* Work required *
Extend the mailing-list message about testing feral cats for FeLV in TNR programs, starting right after its final sentence.

==== Text segment

At least the cat colonies don't have to freeze in the winter in FL
like they
do elsewhere.
Most TNR groups that I know of in this area don't tests at all.
From: felvtalk-boun...@felineleukemia.org
[mailto:felvtalk-boun...@felineleukemia.org] On Behalf Of Heather
Sent: Thursday, March 08, 2012 1:27 PM
To: felvtalk@felineleukemia.org
Subject: [Felvtalk] Fwd: TNR
---------- Forwarded message ----------
From: Heather <furrygi...@gmail.com>
Date: Thu, Mar 8, 2012 at 1:23 PM
Subject: Re: [Felvtalk] TNR
To: felvtalk@felineleukemia.org
Definitely not to argue, but to provide some perspective on high
volume TNR
and the ACA (and Neighborhood Cats) stance on routine testing of TNR
ferals...
While millions of cats are of course killed in shelters each year
nationally, the free roaming cat population on the streets may
differ vastly
geographically. In my city (Tampa), there are hundreds of
thousands of
feral cats. There are several of us constantly practicing TNR on
the
"population at large" (or colonies where the feeders are not
fixing--a huge
sore spot with us, too), meaning trapping pretty much every week,
sometimes
more than once a week, cats who are not at our own colonies. Some
of my
friends trap anywhere from 10 - 50 cats per week for TNR (and of
course
kittens and such are rescued as much as space/socialization/fosters
permit,
sick cats treated, etc.) Routine TNR's--not being rescued for
adoption or
not being addressed/treated for illness are not tested. If we
tested every
cat, we could only spay/neuter/vaccinate a fraction of the cats.
There
would be far more (exponentially, we all know how cats can
reproduce--here
it's hot and a mama will have 3 litters a year) cats breeding,
spreading
illness. There would be more negative AND more positive cats, and
therefore
since unfixed, also more positive (and negative) kittens being born
on the
streets. In our city, we are serving the greater good by fixing
as many as
possible. Since we all also do a lot of rescue, pulling
friendlies/dumped
cats, or cats to be treated for illness, from colonies, I can say
we run
into FELV fairly seldomly. Despite my own very high # of colonies,
in
addition to helping people rescue and fix cats all over, I have run
into
FELV the most of anyone I know and it's really just been in two
areas, close
in proximity, where the feeders are NOT fixing the cats. Disease
definititely seems to proliferate where the cats are unsterilized,
though of
course I realize it spreads in other ways besides reproducing.

========
==== Provided data

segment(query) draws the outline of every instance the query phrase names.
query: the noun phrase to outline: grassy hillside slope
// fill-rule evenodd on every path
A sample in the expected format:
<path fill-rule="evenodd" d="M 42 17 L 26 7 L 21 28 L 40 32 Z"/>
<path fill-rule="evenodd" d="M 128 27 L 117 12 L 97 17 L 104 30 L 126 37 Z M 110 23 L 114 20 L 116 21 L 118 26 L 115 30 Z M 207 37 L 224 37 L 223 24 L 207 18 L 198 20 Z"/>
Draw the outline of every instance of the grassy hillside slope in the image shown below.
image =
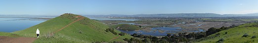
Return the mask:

========

* Response *
As TNR has steadily increased in our county, the # of cats
euthanized at our
county AS has steadily declined--I can share a graph if anyone is
interested, the results are absolutely amazing and pretty much in
direct
proportion in terms of euth decrease/TNR increase. Several years
ago
16K-18K cats were killed per year at this county shelter; now it is
down to
around 9K.
Even our own local Humane Society--which has the most awesome s/n/TNR
clinic, but was very firm on testing for years, finally conceded
with the
ACA/Neighborhood Cats stance that, on routine TNR's not showing
signs of
illness, the resources are best spent in sterilizing more cats than
on
testing. They do sometimes call us while assessing/operating and
say they
feel a particular cat needs to be tested. They are elated by the
decrease
in shelter euthanasia as well.
I have no qualms returning an FIV+ cat to a safe area with a good
caretaker,
I had one FIV+ female who lived to be 14 outside until we brought
her in to
live her last 9 months due to geriatric issues. Granted, this was
on a
university campus where we often have cats live to be over 10 years
old
(just a little different environment from the true streets such as
fast food
joints, etc.).
I hope me providing this perspective isn't resented--again, it's not
intended to argue, just some comments to explain why many embrace
the ACA
perspective on not testing routine TNR's
Of course everyone is entitled to their own opinion and best
practices for
what they are doing. The overpopulation problem in Florida is
insane, that
is one thing that goes without saying.
Thanks everyone for caring about cats!
Heather
On Thu, Mar 8, 2012 at 12:26 PM, Beth <create_me_...@yahoo.com>
wrote:
I agree, FeLV should be put down or homed. I have returned FIV cats
Unfortunately, Alley Cat Allies thinks they all should be returned
& not
even tested. The place I have gotten ferals fixed believes this &
refuses to
test ferals.
Crazy.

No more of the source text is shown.